| CONSIGNE |
Pouvez-vous recopier à l'identique toutes les lignes des items, depuis celle qui contient « Where can you see the tail » jusqu'à la fin des items, bornes comprises ?

Relevés de points étiquetés:
● ● ● ●

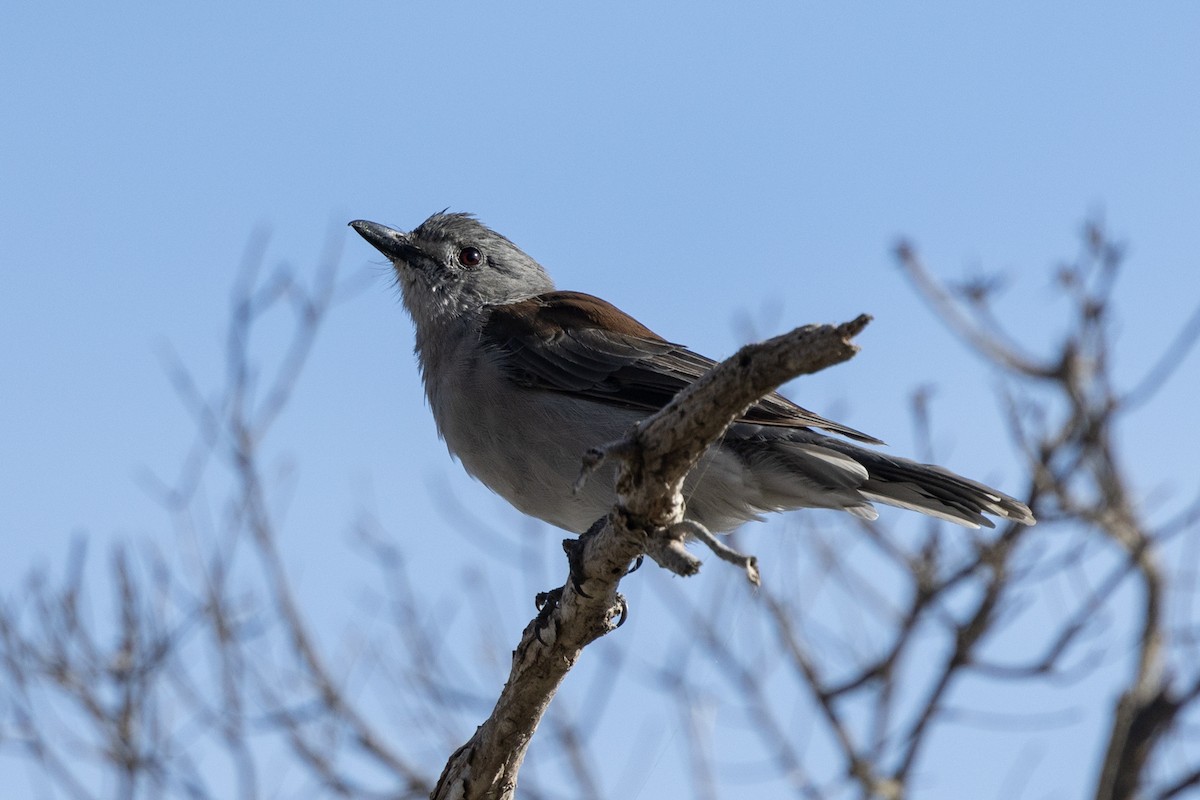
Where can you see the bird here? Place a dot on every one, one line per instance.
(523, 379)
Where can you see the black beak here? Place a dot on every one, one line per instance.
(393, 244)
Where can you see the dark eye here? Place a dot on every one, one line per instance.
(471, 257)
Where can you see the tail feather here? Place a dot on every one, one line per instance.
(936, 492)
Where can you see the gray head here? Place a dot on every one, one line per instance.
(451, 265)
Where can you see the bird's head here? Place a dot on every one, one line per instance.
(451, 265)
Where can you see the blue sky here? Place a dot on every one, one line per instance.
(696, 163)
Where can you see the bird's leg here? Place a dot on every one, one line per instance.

● ● ● ●

| RÉPONSE COMPLÈTE |
Where can you see the tail feather here? Place a dot on every one, one line per instance.
(936, 492)
Where can you see the gray head here? Place a dot on every one, one line per instance.
(451, 265)
Where can you see the bird's head here? Place a dot on every one, one line per instance.
(451, 265)
Where can you see the blue sky here? Place a dot on every one, one line per instance.
(696, 163)
Where can you see the bird's leg here? Place a dot on every one, one line per instance.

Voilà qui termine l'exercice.